■ Tasks
a) List each calibration parameter that the passage on camera pose estimation below names.
b) In the passage on camera pose estimation below, transcribe the text from "The most common" up to and including "focal length \f$f\f$.".
c) Go on with the passage on camera pose estimation below, starting after its last sentence.

■ Passage given
=-=-=
In computer vision estimate the camera pose from *n* 3D-to-2D point correspondences is a fundamental
and well understood problem. The most general version of the problem requires estimating the six
degrees of freedom of the pose and five calibration parameters: focal length, principal point,
aspect ratio and skew. It could be established with a minimum of 6 correspondences, using the well
known Direct Linear Transform (DLT) algorithm. There are, though, several simplifications to the
problem which turn into an extensive list of different algorithms that improve the accuracy of the
DLT.

The most common simplification is to assume known calibration parameters which is the so-called
Perspective-*n*-Point problem:

![](images/pnp.jpg)

**Problem Formulation:** Given a set of correspondences between 3D points \f$p_i\f$ expressed in a world
reference frame, and their 2D projections \f$u_i\f$ onto the image, we seek to retrieve the pose (\f$R\f$
and \f$t\f$) of the camera w.r.t. the world and the focal length \f$f\f$.
=-=-=
■ Extracted data
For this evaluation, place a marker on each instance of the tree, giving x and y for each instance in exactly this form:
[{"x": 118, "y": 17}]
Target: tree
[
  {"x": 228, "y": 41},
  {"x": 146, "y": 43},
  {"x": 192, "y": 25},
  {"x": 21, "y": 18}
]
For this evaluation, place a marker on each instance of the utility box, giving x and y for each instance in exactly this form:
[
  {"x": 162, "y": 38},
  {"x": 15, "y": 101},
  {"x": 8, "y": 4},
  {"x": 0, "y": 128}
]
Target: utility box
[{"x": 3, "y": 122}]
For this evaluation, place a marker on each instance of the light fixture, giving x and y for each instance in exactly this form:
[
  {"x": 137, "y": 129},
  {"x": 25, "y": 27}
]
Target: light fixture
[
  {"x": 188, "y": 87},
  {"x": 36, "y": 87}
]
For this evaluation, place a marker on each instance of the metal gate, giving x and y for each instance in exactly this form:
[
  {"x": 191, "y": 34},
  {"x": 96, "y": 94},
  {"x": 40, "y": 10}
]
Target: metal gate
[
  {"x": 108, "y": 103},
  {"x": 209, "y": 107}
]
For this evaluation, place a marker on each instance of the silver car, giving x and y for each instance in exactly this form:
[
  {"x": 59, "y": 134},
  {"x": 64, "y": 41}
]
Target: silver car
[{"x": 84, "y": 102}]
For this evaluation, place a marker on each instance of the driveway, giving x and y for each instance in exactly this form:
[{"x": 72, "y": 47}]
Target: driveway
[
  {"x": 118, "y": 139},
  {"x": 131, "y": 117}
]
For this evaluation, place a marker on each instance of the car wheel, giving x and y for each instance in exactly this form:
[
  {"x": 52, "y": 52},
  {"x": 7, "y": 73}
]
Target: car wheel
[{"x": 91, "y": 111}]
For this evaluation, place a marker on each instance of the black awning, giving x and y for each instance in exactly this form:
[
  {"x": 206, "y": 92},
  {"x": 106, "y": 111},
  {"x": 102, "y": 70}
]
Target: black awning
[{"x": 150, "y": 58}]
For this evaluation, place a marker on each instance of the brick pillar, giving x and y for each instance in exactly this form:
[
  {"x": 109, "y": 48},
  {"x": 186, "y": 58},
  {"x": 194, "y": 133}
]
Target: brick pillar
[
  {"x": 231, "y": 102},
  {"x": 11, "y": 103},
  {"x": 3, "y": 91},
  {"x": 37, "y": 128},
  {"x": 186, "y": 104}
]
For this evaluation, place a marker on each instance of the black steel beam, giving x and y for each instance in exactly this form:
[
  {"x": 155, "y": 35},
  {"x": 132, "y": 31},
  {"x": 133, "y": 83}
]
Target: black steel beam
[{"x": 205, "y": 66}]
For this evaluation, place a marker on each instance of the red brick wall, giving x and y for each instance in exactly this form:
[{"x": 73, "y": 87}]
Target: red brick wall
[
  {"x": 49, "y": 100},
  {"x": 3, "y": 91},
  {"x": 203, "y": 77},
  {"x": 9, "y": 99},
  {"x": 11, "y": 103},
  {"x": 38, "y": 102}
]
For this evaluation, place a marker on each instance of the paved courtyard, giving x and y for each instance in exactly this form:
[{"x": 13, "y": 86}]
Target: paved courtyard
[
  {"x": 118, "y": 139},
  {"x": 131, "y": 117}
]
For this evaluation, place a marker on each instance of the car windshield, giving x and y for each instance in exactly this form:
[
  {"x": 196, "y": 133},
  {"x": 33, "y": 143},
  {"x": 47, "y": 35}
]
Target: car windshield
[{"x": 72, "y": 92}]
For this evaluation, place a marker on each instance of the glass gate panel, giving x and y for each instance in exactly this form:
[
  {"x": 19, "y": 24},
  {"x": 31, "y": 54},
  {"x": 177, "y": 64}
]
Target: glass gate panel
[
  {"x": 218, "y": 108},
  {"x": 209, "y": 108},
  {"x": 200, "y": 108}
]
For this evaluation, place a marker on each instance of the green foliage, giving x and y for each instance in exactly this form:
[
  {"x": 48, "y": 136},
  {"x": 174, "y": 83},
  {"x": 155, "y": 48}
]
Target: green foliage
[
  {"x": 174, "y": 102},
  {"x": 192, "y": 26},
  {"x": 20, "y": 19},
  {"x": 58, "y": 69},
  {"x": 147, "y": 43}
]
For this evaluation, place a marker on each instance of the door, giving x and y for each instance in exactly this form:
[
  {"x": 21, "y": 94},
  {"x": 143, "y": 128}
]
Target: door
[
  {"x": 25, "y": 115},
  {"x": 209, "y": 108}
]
=-=-=
■ Responses for each task
a) focal length, principal point, aspect ratio, skew

b)
The most common simplification is to assume known calibration parameters which is the so-called
Perspective-*n*-Point problem:

![](images/pnp.jpg)

**Problem Formulation:** Given a set of correspondences between 3D points \f$p_i\f$ expressed in a world
reference frame, and their 2D projections \f$u_i\f$ onto the image, we seek to retrieve the pose (\f$R\f$
and \f$t\f$) of the camera w.r.t. the world and the focal length \f$f\f$.

c)
OpenCV provides four different approaches to solve the Perspective-*n*-Point problem which return
\f$R\f$ and \f$t\f$. Then, using the following formula it's possible to project 3D points into the image
plane:

\f[s\ \left [ \begin{matrix}   u \\   v \\  1 \end{matrix} \right ] = \left [ \begin{matrix}   f_x & 0 & c_x \\  0 & f_y & c_y \\   0 & 0 & 1 \end{matrix} \right ] \left [ \begin{matrix}  r_{11} & r_{12} & r_{13} & t_1 \\ r_{21} & r_{22} & r_{23} & t_2 \\  r_{31} & r_{32} & r_{33} & t_3 \end{matrix} \right ] \left [ \begin{matrix}  X \\  Y \\   Z\\ 1 \end{matrix} \right ]\f]

The complete documentation of how to manage with this equations is in @ref calib3d .

Source code
-----------

You can find the source code of this tutorial in the
`samples/cpp/tutorial_code/calib3d/real_time_pose_estimation/` folder of the OpenCV source library.

The tutorial consists of two main programs:

-#  **Model registration**

    This application is exclusive to whom don't have a 3D textured model of the object to be detected.
    You can use this program to create your own textured 3D model. This program only works for planar
    objects, then if you want to model an object with complex shape you should use a sophisticated
    software to create it.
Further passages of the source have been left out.